Exercise objective: Repeat, word for word and with nothing added, each line from the one containing "Put a point on the hiking" to the final line of the data, keeping both ends. Pictures are not part of the copy.

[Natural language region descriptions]
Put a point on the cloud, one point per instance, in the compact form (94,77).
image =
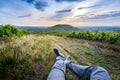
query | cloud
(101,16)
(38,4)
(64,11)
(87,7)
(107,15)
(41,5)
(23,16)
(69,0)
(29,1)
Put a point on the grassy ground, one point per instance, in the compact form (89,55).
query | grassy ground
(30,57)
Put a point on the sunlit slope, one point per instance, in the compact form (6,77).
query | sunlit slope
(30,57)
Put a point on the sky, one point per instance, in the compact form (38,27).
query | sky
(52,12)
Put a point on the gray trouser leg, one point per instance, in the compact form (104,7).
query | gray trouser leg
(58,70)
(90,72)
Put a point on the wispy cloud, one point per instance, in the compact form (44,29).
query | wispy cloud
(29,1)
(64,11)
(23,16)
(41,5)
(88,7)
(69,0)
(101,16)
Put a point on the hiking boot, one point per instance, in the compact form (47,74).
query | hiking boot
(57,52)
(68,60)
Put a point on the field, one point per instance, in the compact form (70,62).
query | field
(31,56)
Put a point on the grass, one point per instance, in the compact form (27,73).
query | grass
(31,57)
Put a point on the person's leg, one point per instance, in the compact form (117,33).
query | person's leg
(59,68)
(88,72)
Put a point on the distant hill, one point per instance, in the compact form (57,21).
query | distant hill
(63,27)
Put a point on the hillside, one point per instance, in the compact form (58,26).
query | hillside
(63,27)
(31,57)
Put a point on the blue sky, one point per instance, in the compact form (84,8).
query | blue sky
(51,12)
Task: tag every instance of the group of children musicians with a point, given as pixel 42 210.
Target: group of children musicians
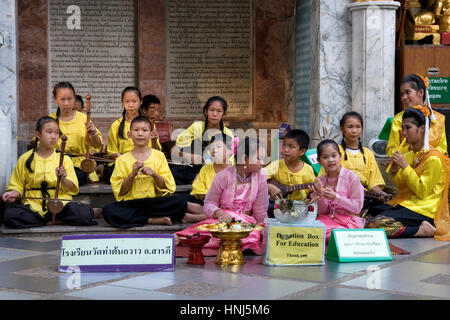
pixel 234 181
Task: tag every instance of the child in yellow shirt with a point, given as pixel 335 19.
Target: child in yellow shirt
pixel 74 126
pixel 414 94
pixel 142 184
pixel 35 176
pixel 162 141
pixel 290 170
pixel 192 142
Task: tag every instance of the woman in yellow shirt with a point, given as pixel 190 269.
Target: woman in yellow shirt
pixel 118 140
pixel 192 142
pixel 142 184
pixel 35 176
pixel 421 177
pixel 414 93
pixel 74 126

Response to the task:
Put a point on the hiking boot, one point per instance, in the compact form (47,74).
query | hiking boot
(57,52)
(68,60)
Put a point on the field, one point per instance, in the compact form (70,62).
query | field
(31,56)
Put a point on the grass, one point per instance, in the compact form (27,73).
query | grass
(31,57)
Put a point on the person's leg, one point per instance, in the compact form (117,33).
query | person's leg
(59,68)
(88,72)
Put a point on the distant hill, one point per instance, in the compact form (57,21).
query | distant hill
(63,27)
Put a point on the hillside, one point per instance, in the compact form (58,26).
query | hillside
(63,27)
(31,57)
Put a point on the blue sky, one point per instance, in the compact form (84,8).
query | blue sky
(51,12)
Task: tag every instance of the group of children musicians with a point, given as pixel 42 210.
Target: group of children musicians
pixel 234 181
Task: tag every instance of the child in yellow shirt with a point, given as pixel 335 19.
Target: child in yellow shirt
pixel 74 126
pixel 414 94
pixel 142 184
pixel 35 176
pixel 162 141
pixel 290 170
pixel 192 142
Task: tag every instance of the woman in yellow shirt with a point, given as pixel 190 269.
Target: woman in yellow shirt
pixel 118 140
pixel 192 142
pixel 142 184
pixel 35 176
pixel 421 177
pixel 414 93
pixel 74 126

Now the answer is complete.